__DOCUMENT TEXT__:
**********
Groundwater Geographies: (In)visible flows, (un)traceable past, (un)certain future
Abstract der Sitzung
Groundwater has become visible over the past years as a key resource for drinking water and food supply under threat. It can moreover be seen as key in adapting to the effects from climate change, e.g. by providing water to ecosystems and buffering periods of drought. Along this vein, groundwater has been declared as key to managing water in the Anthropocene (Falkenmark et al., 2019). The UN recognized this importance by dedicating its water theme in 2022 to “Groundwater: Making the Invisible Visible” (UNESCO, 2022).
Groundwater is not only a key resource under threat. It is also symptomatic of how human-environment relations are undone, reconfigured and re-imagined in the Anthropocene (Adams, 2021). Temporal chronologies, spatial and scalar relations are moulded up in Anthropocene geographies (see Larson & Harrington, 2021). As an element of the subsurface that is in constant movement, groundwater eludes spatial boundaries and scales, and thus core categories of property rights. It flows across borders, leaks from infrastructures, nurtures surface water bodies and ecosystems, and is home to unique species. Climate change and evolving societal water demand patterns bring in additional uncertainty about the future.
**********
__WHAT THE TASK REQUIRES__:
Please write the next part of the groundwater abstract, picking up after its final sentence. The material has no connection to the groundwater abstract and comes from a different source.
**********
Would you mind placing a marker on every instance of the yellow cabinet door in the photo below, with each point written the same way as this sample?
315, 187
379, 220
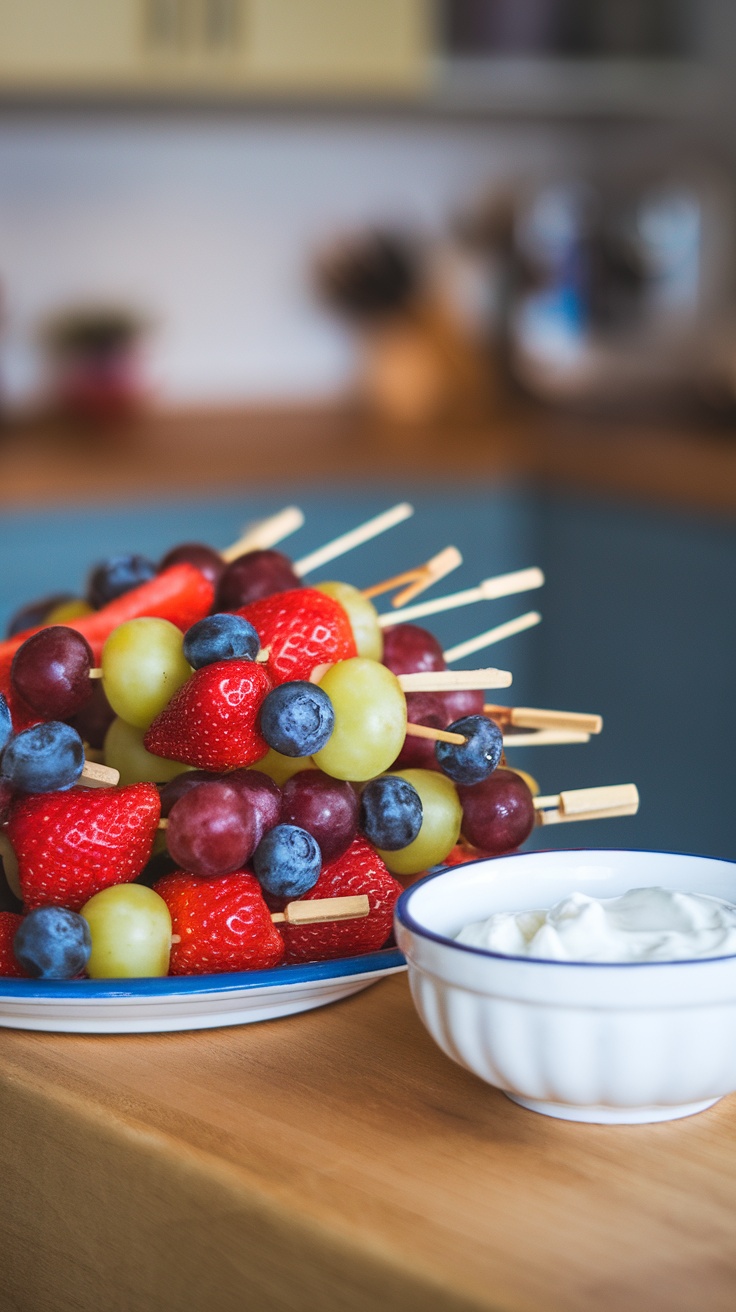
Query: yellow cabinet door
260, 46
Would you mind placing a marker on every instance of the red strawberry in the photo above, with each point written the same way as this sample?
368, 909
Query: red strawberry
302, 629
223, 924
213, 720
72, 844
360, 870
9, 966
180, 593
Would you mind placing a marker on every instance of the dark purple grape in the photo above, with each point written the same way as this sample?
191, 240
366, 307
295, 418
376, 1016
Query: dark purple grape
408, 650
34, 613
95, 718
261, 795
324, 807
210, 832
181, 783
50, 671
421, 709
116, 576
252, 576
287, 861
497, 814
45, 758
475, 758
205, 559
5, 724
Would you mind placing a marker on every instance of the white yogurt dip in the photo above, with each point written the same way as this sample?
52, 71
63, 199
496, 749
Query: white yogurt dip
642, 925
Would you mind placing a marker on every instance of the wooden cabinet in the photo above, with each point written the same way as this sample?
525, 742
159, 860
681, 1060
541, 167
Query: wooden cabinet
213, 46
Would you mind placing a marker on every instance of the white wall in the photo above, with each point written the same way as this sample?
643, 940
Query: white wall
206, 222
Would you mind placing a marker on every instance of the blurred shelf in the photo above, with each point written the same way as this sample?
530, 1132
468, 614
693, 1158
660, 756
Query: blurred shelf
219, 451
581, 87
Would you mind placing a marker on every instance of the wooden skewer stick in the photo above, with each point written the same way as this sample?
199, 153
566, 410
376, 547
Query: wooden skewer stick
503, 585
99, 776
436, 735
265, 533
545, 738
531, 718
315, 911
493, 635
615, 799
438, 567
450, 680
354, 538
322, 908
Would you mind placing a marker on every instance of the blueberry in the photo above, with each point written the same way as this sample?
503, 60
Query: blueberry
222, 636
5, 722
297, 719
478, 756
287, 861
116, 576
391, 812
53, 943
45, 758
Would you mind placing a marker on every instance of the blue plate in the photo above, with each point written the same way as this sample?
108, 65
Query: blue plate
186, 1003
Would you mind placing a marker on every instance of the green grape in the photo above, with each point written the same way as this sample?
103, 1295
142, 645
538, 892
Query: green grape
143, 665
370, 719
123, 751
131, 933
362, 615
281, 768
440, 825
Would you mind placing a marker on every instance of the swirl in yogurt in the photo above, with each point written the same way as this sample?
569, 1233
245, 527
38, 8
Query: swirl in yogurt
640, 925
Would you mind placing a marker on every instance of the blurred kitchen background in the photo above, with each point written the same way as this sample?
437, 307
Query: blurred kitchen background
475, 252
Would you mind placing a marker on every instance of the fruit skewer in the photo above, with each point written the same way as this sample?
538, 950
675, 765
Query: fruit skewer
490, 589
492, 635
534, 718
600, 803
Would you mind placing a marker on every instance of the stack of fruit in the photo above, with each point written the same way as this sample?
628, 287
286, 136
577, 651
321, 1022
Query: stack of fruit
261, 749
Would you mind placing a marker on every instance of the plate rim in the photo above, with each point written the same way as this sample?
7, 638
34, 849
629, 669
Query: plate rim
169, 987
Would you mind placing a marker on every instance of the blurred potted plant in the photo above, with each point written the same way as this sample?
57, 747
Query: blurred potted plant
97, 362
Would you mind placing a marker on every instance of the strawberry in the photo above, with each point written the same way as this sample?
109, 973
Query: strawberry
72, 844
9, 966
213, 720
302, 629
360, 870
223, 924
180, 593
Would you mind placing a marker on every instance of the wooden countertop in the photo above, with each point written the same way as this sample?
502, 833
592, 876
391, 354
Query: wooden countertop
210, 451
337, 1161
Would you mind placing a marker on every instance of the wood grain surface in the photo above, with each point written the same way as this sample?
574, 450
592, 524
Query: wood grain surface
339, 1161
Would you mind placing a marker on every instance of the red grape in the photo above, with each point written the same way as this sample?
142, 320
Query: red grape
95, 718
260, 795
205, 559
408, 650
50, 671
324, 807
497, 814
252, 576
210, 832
**********
__WRITTEN REPLY__:
A geographical perspective on groundwater allows addressing (in)visibility and (un)certainty in its spatial, scalar and temporal dimensions, as the lightening talks of this session illustrate. For example, Political Geography perspectives address how contentious groundwater use regimes and extractivist geographies have been produced and become reproduced (Emel et al., 1992). Political Ecology, STS and feminist approaches offer lenses to explore the role of “individuals and pumps”, as opposed to “command and control”, in groundwater governance (Zwarteveen et al., 2021). Ethnographic accounts of groundwater reveal how groundwater is made visible and manageable in practice. Political Ecology perspectives turn attention to the conflicts and injustices involved in groundwater use, abstraction and pollution. Physical Geography contributes to understanding the subsurface using models and point investigations to explore the threats of anthropogenic processes on groundwater flow and infiltration patterns, including in the future. Participatory approaches aim at embracing uncertainty by grounding modelling data in practitioners’ experiences and knowledge. The ideas of social-ecological telecoupling and socio-hydrology highlight how boundaries and scales in human-(ground)water relations extend well beyond the area of an aquifer (see also York et al., 2019; Luetkemeier et al., 2021; Zurita et al., 2019).
In this lightening session, we seek to tease out the potential of geographical groundwater research to envision groundwater futures in the Anthropocene. We explore how groundwater serves to integrate multiple perspectives – all of which potentially contribute to transformative imaginaries of managing and governing human-environment relations in the Anthropocene.